▶ Instructions for the task
Reproduce the adaptive riding text below word for word, starting with "The natural herd" and going on through "other communication differences.".

▶ Provided passage

The STRC adaptive riding program teaches the skill of riding to individuals with disabilities and uses the added benefit of horse movement, coordination, and personal awareness to help develop skills and strength in their daily lives.
Clients of Redwood Coast Regional Center (RCRC) can request to have Adaptive Horsemanship services included in their IPP (Individualized Program Plan) to have the costs covered by RCRC.
How Adaptive Horsemanship Works
The rhythmic movement of a horse moves the rider’s body in the same way as the human walking gait. The warmth and movement of the horse helps to slowly relax tightened muscles and ligaments (as in clients with cerebral palsy), strengthen low tone muscles (as in clients with Down Syndrome), and provides the freedom of movement and the sensation of walking for those who use a wheelchair or other mobility device.
The natural herd mentality of the horses makes them experts in non-verbal communication. Through their large size and non-verbal responses to their environment and those they work with, they teach non-verbal communication and, consequently, self-awareness. Using horses has been a proven tool in reaching individuals with autism, PTSD, and other communication differences.
The passive movement of the horse is an excellent aid in teaching new skills and learning by stimulating the brain to help encourage focus and concentration. Riding also helps teach eye-hand coordination and differentiating left-side and right-side communication.

▶ Raw data

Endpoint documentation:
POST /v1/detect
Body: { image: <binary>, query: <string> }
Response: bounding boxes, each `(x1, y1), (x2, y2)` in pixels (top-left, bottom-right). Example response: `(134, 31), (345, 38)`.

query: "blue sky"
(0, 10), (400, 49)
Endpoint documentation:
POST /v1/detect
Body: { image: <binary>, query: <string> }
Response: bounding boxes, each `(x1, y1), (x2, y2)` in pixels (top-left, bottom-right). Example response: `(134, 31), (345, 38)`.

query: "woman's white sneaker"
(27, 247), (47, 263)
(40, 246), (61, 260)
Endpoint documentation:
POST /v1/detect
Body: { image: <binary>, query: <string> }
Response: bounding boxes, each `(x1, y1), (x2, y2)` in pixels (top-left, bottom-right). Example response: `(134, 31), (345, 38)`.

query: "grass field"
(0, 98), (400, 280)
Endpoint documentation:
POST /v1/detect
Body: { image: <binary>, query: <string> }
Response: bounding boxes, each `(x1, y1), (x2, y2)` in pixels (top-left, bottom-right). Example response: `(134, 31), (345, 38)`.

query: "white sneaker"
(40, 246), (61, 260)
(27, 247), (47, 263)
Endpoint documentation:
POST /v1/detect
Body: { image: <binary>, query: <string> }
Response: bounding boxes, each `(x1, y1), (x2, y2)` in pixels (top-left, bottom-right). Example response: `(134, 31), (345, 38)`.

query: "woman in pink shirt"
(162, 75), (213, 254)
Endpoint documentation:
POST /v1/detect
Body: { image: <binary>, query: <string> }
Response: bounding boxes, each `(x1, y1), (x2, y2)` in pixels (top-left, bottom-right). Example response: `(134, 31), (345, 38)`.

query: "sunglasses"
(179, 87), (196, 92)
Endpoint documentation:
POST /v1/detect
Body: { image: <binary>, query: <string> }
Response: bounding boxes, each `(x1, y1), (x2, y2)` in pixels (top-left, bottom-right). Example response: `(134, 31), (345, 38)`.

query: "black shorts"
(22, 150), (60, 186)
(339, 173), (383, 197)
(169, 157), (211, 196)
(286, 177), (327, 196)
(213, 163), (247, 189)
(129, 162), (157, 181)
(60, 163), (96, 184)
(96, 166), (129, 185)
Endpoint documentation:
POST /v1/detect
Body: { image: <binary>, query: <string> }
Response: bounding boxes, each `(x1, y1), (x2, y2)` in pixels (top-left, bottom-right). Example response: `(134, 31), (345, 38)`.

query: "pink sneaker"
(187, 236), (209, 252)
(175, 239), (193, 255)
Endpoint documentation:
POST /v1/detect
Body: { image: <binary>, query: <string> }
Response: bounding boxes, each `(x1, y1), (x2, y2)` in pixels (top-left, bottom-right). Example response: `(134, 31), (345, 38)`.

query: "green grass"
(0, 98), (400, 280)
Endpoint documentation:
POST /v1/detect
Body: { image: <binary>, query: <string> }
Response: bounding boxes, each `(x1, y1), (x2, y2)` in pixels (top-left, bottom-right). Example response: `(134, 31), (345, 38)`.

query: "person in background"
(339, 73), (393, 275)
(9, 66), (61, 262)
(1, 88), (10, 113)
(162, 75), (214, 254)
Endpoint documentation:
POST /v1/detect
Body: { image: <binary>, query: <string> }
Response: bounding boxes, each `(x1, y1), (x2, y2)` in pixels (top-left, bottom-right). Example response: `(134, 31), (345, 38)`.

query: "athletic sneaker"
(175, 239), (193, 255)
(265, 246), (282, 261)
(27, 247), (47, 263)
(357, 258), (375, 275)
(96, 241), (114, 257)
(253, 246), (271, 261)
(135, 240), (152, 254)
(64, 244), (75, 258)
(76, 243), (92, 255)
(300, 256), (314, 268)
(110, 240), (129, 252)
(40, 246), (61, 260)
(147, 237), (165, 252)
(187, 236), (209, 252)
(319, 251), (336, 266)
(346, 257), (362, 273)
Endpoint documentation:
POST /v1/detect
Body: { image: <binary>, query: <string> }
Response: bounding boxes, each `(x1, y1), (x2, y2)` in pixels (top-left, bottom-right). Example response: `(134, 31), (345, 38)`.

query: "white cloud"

▶ Exercise answer
The natural herd mentality of the horses makes them experts in non-verbal communication. Through their large size and non-verbal responses to their environment and those they work with, they teach non-verbal communication and, consequently, self-awareness. Using horses has been a proven tool in reaching individuals with autism, PTSD, and other communication differences.